ENTRIES SUPPLIED:
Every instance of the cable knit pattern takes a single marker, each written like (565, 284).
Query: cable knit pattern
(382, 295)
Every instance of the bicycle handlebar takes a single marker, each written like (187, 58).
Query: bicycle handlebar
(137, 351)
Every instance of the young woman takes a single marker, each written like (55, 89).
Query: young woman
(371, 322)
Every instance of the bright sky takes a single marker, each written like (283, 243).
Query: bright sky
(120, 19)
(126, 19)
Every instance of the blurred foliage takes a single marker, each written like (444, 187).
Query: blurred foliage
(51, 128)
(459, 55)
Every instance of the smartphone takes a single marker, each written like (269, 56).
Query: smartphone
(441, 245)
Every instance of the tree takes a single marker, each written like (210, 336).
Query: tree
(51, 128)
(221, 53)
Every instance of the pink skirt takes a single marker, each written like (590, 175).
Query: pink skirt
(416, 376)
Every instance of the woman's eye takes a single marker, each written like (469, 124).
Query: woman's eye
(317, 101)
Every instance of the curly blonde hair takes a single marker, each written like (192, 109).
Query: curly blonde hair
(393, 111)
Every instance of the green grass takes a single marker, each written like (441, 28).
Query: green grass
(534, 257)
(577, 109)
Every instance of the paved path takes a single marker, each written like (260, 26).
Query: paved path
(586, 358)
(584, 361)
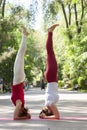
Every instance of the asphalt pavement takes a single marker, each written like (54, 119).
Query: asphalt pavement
(72, 106)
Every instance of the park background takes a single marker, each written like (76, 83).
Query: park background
(70, 40)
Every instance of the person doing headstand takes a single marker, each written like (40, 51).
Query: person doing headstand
(17, 96)
(50, 110)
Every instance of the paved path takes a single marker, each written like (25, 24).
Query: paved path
(71, 104)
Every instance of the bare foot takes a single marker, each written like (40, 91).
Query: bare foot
(51, 29)
(24, 30)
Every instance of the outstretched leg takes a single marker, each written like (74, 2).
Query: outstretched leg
(19, 74)
(51, 68)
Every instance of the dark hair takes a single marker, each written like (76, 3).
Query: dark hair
(45, 111)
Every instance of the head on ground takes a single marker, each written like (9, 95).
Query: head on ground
(24, 112)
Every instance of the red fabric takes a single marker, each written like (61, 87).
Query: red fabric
(17, 93)
(51, 68)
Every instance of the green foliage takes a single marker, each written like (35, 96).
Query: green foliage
(60, 83)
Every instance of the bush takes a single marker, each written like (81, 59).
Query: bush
(61, 83)
(82, 82)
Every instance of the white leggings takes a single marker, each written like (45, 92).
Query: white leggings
(19, 74)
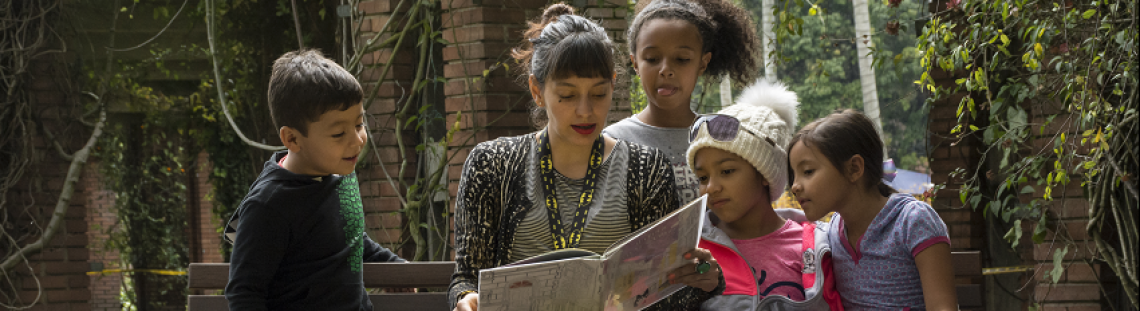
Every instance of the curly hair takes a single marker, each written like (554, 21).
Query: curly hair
(562, 44)
(726, 31)
(304, 84)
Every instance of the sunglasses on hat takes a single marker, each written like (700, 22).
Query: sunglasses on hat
(722, 128)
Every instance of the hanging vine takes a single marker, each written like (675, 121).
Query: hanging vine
(26, 34)
(1073, 65)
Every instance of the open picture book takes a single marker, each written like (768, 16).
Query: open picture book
(632, 273)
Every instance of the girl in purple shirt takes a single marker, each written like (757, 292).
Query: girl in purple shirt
(890, 251)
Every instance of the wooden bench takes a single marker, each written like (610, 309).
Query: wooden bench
(418, 275)
(213, 276)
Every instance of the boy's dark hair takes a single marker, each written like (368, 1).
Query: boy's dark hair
(726, 31)
(562, 44)
(839, 137)
(304, 84)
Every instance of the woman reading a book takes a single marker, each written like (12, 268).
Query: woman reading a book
(566, 186)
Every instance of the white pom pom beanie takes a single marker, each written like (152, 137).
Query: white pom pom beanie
(768, 109)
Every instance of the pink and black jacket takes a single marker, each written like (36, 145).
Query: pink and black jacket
(741, 291)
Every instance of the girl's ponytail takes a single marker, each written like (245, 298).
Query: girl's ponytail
(562, 44)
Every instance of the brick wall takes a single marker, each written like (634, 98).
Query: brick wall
(1077, 287)
(380, 198)
(100, 218)
(205, 239)
(60, 267)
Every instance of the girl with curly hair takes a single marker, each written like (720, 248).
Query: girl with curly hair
(672, 43)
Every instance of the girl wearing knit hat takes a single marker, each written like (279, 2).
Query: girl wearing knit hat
(892, 251)
(771, 259)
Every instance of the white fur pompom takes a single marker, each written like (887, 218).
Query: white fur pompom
(773, 95)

YOUR GOAL: Could you reproduce, exactly, every line above from the line with "Query: girl in purple shirt" to the line with "Every instance of the pink and", and no other line? Both ends count.

RESULT OF THIS TASK:
Query: girl in purple shirt
(890, 251)
Every instance of the wooden bench takes a single marker, each written like (610, 309).
Query: wooden bench
(418, 275)
(213, 276)
Every instance of the boy's dark hair takes a single marker, each written like (368, 1).
Query: boy's dark hair
(726, 31)
(562, 44)
(839, 137)
(304, 84)
Every instance of the woman reading a book takes a single marker, each written like (12, 268).
Query: woman reading a book
(566, 186)
Every instance of the white pom pom beanie takes a single marker, each written like (152, 137).
Query: white pom pom beanie
(768, 109)
Every instance of the pink and black jacket takes a single marker, each written like (36, 145).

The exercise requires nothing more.